Hiding my last post until I can revise it, partly because it was a mess and also because it hurts too much to recall my joyous optimism as to my theoretical moving date. It turns out that when you have no car, no stable income, no ability to secure a viable remote position, no reliable computer or laptop, no ride sharing options, no way to walk or bike anywhere, and no authority to make demands from the people you do depend on, you do not actually get to determine anything about your life. This has been a very hard pill to swallow, but everyone in my immediate vicinity seems baffled that I’m constantly on edge. I often think about how badly I want to go back to 2020 to warn myself that my fear of COVID would ultimately lead to this, which has turned out to be even scarier. If 2020 me had known, I am certain she would have risked death instead!
Ah, the power of hindsight…but it’s too late for that. I have always been prone to existential crises and rumination, but the older I’ve gotten, the less productive I’ve found it. I feel less and less connected to previous versions of myself, and to the past in general. I guess I have started giving myself permission to let things go if they can’t be changed. I think I was afraid that if I ever allowed myself to forget, then it would make all the time I spent living in that past a waste, or somehow invalidate what I was feeling then. It’s like an emotional sunk-cost fallacy. “I can’t just get over it now, because then that would mean I spent all that time being upset and hurt for no reason.” I imagine this is a common pitfall for people who are obsessed with sense-making. Clinging to the worst memories you have because you want to use them for nourishment, to make them worth something. There has to be some grand narrative justification. Suffering has to be somehow meaningful, because if it isn’t, isn’t that just too fucked up and senseless?
I am slow to accept things like that. Truthfully, I don’t think I would have been able to accept this idea if I was at any other point in my life. So, perhaps that is one thing I can be grateful to have learned here in this beautiful tropical purgatory. I wonder if I would have ever realized how easy and natural it feels to amputate the past like a rotting appendage if I wasn’t pushed to this point. Chop it off before it kills you, and whatnot. So, I have coped by using all my energy planning for the future. I used to see no future for myself at all, but now I have Pinterest boards and flow charts. Imagine that! I will secure my metropolitan Japandi female living space at all costs.
★ ★ ★ ★ ★
• Problem 1:
Answer these about the post on feeling stuck:
(a) To what year does the writer wish to go back?
(b) What does the writer call the fear that letting go would make past suffering pointless?
(c) What two planning tools does the writer now have?
• Problem 2: Proceed with the post about feeling stuck, picking up right after its final sentence.
The rows are not needed for anything here.

• Material shown:
★ ★ ★ ★ ★
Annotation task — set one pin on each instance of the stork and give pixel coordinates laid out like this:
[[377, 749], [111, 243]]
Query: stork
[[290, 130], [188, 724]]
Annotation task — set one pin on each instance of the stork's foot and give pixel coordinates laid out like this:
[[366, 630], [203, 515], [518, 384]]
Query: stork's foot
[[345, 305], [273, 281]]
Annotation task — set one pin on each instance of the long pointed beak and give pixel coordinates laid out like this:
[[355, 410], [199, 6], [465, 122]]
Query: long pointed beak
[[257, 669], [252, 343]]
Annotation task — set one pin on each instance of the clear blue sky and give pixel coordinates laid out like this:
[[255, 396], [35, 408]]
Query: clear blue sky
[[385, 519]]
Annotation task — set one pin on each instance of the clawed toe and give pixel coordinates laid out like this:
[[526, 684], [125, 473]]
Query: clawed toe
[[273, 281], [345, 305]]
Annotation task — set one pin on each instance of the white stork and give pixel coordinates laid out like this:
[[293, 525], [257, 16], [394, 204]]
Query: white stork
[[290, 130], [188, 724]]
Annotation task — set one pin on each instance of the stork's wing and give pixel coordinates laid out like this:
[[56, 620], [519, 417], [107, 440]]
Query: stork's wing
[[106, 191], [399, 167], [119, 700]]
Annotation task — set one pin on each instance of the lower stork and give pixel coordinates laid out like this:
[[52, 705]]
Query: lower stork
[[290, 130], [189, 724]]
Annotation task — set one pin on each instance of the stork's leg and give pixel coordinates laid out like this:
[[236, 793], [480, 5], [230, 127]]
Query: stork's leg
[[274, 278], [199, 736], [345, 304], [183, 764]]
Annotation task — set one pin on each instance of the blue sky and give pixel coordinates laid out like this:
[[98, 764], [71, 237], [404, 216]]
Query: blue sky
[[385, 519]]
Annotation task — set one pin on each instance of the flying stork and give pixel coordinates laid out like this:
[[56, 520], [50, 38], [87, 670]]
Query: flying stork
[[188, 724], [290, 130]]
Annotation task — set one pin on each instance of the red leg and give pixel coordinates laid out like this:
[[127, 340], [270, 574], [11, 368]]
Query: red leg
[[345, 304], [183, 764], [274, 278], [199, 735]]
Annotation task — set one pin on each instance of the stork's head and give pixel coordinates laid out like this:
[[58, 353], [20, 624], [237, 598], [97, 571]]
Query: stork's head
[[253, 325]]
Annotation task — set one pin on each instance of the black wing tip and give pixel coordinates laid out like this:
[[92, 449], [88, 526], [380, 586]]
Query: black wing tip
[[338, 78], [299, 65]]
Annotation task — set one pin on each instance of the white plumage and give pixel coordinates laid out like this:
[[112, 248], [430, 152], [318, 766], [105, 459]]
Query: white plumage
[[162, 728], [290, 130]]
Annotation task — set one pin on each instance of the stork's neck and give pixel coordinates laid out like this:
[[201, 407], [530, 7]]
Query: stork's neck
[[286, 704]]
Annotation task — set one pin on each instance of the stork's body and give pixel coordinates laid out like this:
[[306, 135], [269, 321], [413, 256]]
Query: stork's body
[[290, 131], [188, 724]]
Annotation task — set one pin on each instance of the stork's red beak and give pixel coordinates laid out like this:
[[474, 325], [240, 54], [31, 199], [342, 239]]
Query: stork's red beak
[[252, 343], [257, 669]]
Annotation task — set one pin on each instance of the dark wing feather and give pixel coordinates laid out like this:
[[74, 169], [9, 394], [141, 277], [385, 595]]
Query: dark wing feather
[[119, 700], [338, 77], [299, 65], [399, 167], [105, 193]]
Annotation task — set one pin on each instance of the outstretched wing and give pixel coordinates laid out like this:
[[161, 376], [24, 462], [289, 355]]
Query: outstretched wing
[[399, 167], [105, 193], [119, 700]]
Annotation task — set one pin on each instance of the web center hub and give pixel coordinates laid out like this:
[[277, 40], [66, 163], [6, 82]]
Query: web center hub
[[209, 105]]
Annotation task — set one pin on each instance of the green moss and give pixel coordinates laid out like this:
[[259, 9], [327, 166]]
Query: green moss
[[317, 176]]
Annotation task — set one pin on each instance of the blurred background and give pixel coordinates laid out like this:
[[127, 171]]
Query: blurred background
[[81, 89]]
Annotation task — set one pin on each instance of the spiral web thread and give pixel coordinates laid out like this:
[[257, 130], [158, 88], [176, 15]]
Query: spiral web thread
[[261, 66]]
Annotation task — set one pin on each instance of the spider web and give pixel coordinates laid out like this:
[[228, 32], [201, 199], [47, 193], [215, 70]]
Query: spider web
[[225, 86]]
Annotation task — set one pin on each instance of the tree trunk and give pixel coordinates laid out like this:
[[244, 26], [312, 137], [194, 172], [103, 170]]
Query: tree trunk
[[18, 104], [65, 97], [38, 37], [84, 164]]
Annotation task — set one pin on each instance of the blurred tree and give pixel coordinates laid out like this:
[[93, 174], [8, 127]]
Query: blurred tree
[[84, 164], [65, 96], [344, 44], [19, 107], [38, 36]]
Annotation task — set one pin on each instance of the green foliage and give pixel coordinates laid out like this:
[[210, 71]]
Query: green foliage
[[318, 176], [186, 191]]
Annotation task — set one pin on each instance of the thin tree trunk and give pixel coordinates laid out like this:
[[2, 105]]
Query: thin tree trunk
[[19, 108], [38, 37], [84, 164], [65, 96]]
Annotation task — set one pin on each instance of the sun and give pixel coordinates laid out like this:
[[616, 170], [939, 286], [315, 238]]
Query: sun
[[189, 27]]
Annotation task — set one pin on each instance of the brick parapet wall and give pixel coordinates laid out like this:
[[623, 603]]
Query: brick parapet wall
★ ★ ★ ★ ★
• Response 1:
(a) 2020
(b) An emotional sunk-cost fallacy
(c) Pinterest boards and flow charts

• Response 2:
I think my circumstances have held me back quite a lot, and now that I am more than eager–somewhere between determined and desperate–to realize my plans, these setbacks are beyond frustrating. Realistically, I know I will be able to start sometime in the next month, but I want it all to have already started yesterday, last week, a year ago, four years ago. I’m just so restless. When you’re in this mindset and someone tells you, “There’s no real deadline you have to meet, settle down and stay put,” it is very hard to nod and sit patiently. It feels like when you’re pacing in the waiting room because your doctor is hours late, but every time you speak to the front desk people, they tell you to just wait a little longer. How much longer?! Bah!
I’ve started applying to jobs in the town I’m moving to. Everything is out of sequence, which is more upsetting to me than I’d like to admit (I was supposed to move, then set up the apartment, then get a car, then buy new clothes, then apply for jobs once I was settled and had my head on straight), but what can you do? I have to just keep pushing. Things will work out one way or another. The time will pass.
To try and force myself to stop freaking out, I was thinking about trying to read real books again. I thought I could try catching up on the months of missed BookBug books (whoops), but I’ve amassed a rather impressive backlog of philosophy books that I might get to first. We will see. There’s an Alan Watts epub calling my name right this very moment, but I want to get some planner stuff done first.
In other news, the new baby kittens are very cute. I’ve named the girls Anise and Poppy. I already want to whisk them away along with Nutmeg and Licorice. Butterscotch can hardly be bothered to show up these days, and when he does, it’s just to pee on things. Hmph. I will offer El Corillo updates sometime soon, when I’m a little less frenzied.